Segment Start: Records shown
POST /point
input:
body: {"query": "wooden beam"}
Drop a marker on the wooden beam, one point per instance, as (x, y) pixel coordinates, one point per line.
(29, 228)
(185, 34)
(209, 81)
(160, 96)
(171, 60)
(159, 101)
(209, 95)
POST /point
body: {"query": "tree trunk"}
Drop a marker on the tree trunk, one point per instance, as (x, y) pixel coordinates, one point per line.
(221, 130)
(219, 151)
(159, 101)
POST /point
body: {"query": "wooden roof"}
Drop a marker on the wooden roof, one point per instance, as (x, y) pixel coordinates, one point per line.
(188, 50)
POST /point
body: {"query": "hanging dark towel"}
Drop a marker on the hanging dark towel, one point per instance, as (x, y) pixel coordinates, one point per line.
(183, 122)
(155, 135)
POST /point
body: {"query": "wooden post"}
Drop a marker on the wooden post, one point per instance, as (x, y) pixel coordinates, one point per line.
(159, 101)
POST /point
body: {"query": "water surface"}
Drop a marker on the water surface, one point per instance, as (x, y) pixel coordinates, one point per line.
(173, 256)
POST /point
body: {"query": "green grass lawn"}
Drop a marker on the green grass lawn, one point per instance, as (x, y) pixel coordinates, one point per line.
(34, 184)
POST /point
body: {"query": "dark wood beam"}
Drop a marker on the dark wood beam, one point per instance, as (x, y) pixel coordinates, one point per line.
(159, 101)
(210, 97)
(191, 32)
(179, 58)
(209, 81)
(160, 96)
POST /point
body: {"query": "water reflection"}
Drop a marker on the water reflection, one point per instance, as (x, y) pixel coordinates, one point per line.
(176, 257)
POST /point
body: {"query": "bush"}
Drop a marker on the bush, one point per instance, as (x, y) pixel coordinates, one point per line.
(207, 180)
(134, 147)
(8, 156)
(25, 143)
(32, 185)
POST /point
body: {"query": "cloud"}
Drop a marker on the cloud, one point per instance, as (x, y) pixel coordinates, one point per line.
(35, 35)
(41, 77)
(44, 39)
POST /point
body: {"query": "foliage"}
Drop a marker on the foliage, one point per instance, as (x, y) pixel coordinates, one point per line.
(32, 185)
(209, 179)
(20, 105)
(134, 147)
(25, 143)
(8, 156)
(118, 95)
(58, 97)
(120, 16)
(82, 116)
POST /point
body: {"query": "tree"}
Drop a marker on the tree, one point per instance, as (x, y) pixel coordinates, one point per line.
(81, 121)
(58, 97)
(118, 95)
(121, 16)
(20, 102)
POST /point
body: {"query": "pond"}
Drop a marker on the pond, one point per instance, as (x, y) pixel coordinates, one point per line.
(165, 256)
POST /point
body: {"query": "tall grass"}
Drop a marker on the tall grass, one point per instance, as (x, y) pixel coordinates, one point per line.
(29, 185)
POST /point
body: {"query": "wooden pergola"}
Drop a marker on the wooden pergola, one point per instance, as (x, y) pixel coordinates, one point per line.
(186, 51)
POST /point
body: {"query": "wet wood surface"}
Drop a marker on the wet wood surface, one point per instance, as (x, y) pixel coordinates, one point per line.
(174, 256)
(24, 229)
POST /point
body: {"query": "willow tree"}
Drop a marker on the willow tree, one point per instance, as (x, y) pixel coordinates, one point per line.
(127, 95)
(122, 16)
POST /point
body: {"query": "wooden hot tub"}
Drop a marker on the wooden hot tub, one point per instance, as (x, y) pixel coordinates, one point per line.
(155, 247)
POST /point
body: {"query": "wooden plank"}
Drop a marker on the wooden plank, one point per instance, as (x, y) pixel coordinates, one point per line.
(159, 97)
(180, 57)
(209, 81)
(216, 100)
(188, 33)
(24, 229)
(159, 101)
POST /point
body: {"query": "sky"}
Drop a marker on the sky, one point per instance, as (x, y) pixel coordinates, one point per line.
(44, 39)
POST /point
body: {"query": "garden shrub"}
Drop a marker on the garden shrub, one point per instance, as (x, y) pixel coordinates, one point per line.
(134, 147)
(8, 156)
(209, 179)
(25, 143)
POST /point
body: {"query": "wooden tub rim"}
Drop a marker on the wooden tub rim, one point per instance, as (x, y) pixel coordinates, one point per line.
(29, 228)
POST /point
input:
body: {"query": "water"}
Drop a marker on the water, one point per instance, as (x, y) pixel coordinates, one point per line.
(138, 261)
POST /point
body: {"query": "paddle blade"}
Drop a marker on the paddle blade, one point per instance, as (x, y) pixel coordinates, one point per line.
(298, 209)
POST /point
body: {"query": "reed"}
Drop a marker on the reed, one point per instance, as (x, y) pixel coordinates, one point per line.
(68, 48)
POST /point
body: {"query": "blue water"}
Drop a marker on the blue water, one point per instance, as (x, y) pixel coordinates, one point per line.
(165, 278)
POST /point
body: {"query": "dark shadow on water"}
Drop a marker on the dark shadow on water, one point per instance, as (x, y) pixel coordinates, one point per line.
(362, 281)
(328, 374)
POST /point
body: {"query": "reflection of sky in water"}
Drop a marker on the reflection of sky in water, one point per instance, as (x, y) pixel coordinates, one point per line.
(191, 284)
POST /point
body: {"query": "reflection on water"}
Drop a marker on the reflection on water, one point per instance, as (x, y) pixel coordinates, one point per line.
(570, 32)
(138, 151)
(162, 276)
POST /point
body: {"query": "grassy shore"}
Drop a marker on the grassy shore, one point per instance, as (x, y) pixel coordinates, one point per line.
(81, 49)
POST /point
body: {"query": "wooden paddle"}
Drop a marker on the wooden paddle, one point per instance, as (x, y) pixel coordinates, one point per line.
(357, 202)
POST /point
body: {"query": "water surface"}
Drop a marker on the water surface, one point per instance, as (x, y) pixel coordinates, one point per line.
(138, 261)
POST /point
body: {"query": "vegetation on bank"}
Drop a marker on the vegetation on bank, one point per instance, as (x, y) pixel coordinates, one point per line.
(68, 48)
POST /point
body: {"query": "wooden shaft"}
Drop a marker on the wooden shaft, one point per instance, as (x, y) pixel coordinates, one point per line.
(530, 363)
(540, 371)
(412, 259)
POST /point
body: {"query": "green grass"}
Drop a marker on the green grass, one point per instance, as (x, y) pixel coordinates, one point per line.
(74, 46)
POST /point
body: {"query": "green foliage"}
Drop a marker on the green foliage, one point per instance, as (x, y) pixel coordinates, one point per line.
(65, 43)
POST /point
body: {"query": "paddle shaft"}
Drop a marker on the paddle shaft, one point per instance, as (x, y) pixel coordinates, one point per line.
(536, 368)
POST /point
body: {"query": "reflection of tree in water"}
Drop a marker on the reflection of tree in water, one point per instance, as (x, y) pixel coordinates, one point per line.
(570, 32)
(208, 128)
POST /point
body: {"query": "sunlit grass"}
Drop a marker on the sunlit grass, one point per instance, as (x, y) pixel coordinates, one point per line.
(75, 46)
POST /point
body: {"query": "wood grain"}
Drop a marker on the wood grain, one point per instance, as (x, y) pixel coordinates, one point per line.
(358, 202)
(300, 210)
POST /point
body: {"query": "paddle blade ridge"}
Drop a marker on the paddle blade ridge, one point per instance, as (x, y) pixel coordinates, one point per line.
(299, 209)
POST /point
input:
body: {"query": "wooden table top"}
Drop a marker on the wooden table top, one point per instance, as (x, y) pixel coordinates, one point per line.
Segment End: Records shown
What you will do: The whole listing above is to be restated word for word.

Reply:
POST /point
input:
body: {"query": "wooden beam"}
Drop a marker on the wooden beam, one point per instance, as (x, y) pixel coordinates, one point per line.
(29, 228)
(185, 34)
(209, 81)
(160, 96)
(171, 60)
(159, 101)
(209, 95)
POST /point
body: {"query": "tree trunk"}
Drop a marker on the tree trunk, one point per instance, as (x, y) pixel coordinates, one point per line.
(221, 130)
(219, 151)
(159, 101)
POST /point
body: {"query": "wooden roof"}
Drop a marker on the wooden roof, one point per instance, as (x, y) pixel coordinates, one point per line.
(188, 50)
POST /point
body: {"query": "hanging dark towel"}
Drop a marker on the hanging dark towel, one point per instance, as (x, y) pixel coordinates, one point per line.
(183, 122)
(155, 135)
POST /point
body: {"query": "wooden post"}
Drop a marker on the wooden post, one point per instance, as (x, y) pixel coordinates, one point per line.
(159, 101)
POST /point
body: {"query": "water surface"}
Drop a marker on the water surface, one point per instance, as (x, y) pixel coordinates, one point per line.
(173, 256)
POST /point
body: {"query": "green grass lawn"}
Drop a marker on the green grass lawn, one point per instance, as (x, y) pixel coordinates, one point per line.
(34, 184)
POST /point
body: {"query": "dark wood beam"}
Drop a marker on the dark wood beam, one point per instance, as (x, y) pixel coordinates, one point per line.
(159, 101)
(210, 97)
(191, 32)
(179, 58)
(209, 81)
(160, 96)
POST /point
body: {"query": "water reflection"}
Drop a marker on the water reflection, one point per instance, as (x, y) pixel coordinates, one point per line.
(176, 257)
POST /point
body: {"query": "bush"}
Drop a marker on the bush, one point per instance, as (x, y) pixel coordinates, one point per line.
(207, 180)
(134, 147)
(8, 156)
(25, 143)
(32, 185)
POST /point
body: {"query": "cloud"}
Drop a marker on the cloud, one point per instance, as (x, y) pixel coordinates, one point per line.
(35, 35)
(41, 77)
(44, 39)
POST /point
body: {"query": "foliage"}
Drop a marker on the foliage, one point per instance, as (x, y) pixel coordinates, one point per line.
(32, 185)
(209, 179)
(20, 105)
(134, 147)
(25, 143)
(8, 156)
(118, 95)
(58, 97)
(120, 16)
(82, 116)
POST /point
body: {"query": "tree"}
Drop a marker on the tree, one point per instance, as (x, y) pixel coordinates, one point per line.
(81, 121)
(58, 97)
(118, 95)
(121, 16)
(20, 102)
POST /point
body: {"query": "pond"}
Drop a marker on the pond, one point per instance, as (x, y) pixel coordinates, one point per line.
(165, 256)
POST /point
body: {"query": "tall grass"}
Drop a marker on the tall grass, one point per instance, as (x, y) pixel coordinates, one point per line.
(29, 185)
POST /point
body: {"query": "wooden pergola"}
Drop a marker on the wooden pergola, one point per instance, as (x, y) pixel coordinates, one point per line.
(186, 51)
POST /point
body: {"query": "wet wood surface"}
Drop a marker on the wet wood surface, one point per instance, as (x, y) pixel coordinates, one point per line.
(174, 256)
(24, 229)
POST /point
body: {"query": "willow tree"}
Drop a marker on the willow tree, one point per instance, as (x, y) pixel coordinates, one point per line.
(127, 95)
(122, 16)
POST /point
body: {"query": "wooden hot tub"}
Drop a marker on the wooden hot tub, one point per instance, as (x, y) pixel coordinates, one point per line.
(155, 247)
POST /point
body: {"query": "wooden plank"}
Drop a marker on the wooden plank, one point per instance, as (x, y) pixel coordinates, one point per line.
(159, 97)
(180, 57)
(209, 81)
(216, 100)
(188, 33)
(24, 229)
(159, 101)
POST /point
body: {"query": "sky"}
Drop a marker on the sky, one point per instance, as (x, y) pixel coordinates, one point per line.
(44, 39)
POST /point
body: {"query": "garden shrub"}
Drop a marker on the garden shrub, one point per instance, as (x, y) pixel coordinates, one point per line.
(134, 147)
(8, 156)
(209, 179)
(25, 143)
POST /point
body: {"query": "wooden tub rim"}
Drop a marker on the wooden tub rim, one point per instance, as (x, y) pixel coordinates, one point per line.
(29, 228)
POST /point
input:
body: {"query": "water"}
Drop a marker on the water, one point per instance, as (x, y) pixel coordinates, one point per line.
(138, 261)
POST /point
body: {"query": "paddle blade"}
Drop a marker on the paddle blade, one point per instance, as (x, y) pixel coordinates, one point per line.
(298, 209)
POST /point
body: {"query": "reed"}
Drop a marker on the reed, one point per instance, as (x, y) pixel coordinates, one point per line.
(68, 48)
POST /point
body: {"query": "blue water"}
Drop a marker on the blue water, one point per instance, as (x, y) pixel coordinates, one point per line.
(165, 278)
POST /point
body: {"query": "dark shadow on water"}
Drop a marker on the dark shadow on water, one point per instance, as (x, y) pixel coordinates, one point per line.
(362, 281)
(328, 374)
POST /point
body: {"query": "reflection of sky in water"}
Drop a marker on the reflection of sky in water, one point per instance, as (x, y) pixel coordinates, one point per line.
(191, 284)
POST /point
body: {"query": "reflection on water"}
Drop a marker on the reflection on water, one point per instance, as (x, y) pixel coordinates, one point per line.
(570, 32)
(138, 151)
(162, 276)
POST /point
body: {"query": "grassy shore"}
Drop a marker on the grassy shore, one point per instance, as (x, y) pixel coordinates, one point per line.
(81, 49)
POST /point
body: {"query": "wooden paddle"}
Drop a marker on the wooden paddle, one point per instance, as (x, y) pixel coordinates, one point per line.
(357, 202)
POST /point
body: {"query": "water surface"}
Drop a marker on the water surface, one point per instance, as (x, y) pixel coordinates, one point per line.
(138, 261)
POST /point
body: {"query": "vegetation on bank"}
Drop a marker on the vegetation on bank, one point per instance, as (x, y) pixel coordinates, one point per line.
(68, 48)
POST /point
body: {"query": "wooden shaft"}
Drop a marker on the wooden shaft, one point per instance, as (x, y) pixel coordinates, one point per line.
(530, 363)
(540, 371)
(412, 259)
POST /point
body: {"query": "green grass"}
Drop a marker on the green grass, one point per instance, as (x, y) pixel coordinates, one point per line.
(74, 46)
POST /point
body: {"query": "green foliage"}
Drop a marker on the green foliage, one point per instance, as (x, y) pixel coordinates, one point per line.
(65, 43)
POST /point
body: {"query": "paddle shaft"}
Drop a marker on the paddle shaft, one point per instance, as (x, y) pixel coordinates, one point per line.
(536, 368)
POST /point
body: {"query": "reflection of tree in water"}
Drop a marker on the reflection of tree in water, one point per instance, as (x, y) pixel coordinates, one point per line.
(570, 32)
(208, 128)
POST /point
body: {"query": "sunlit grass"}
Drop a marker on the sunlit grass, one point per instance, as (x, y) pixel coordinates, one point per line.
(75, 46)
POST /point
body: {"query": "wood grain"}
Drop a marker on the wood grain, one point per instance, as (x, y) pixel coordinates, one point per line.
(358, 202)
(300, 210)
POST /point
body: {"query": "paddle blade ridge"}
Drop a marker on the paddle blade ridge, one point per instance, as (x, y) pixel coordinates, one point per line.
(299, 209)
POST /point
input:
body: {"query": "wooden table top"}
Drop a marker on the wooden table top, one point per instance, as (x, y) pixel coordinates, one point per line.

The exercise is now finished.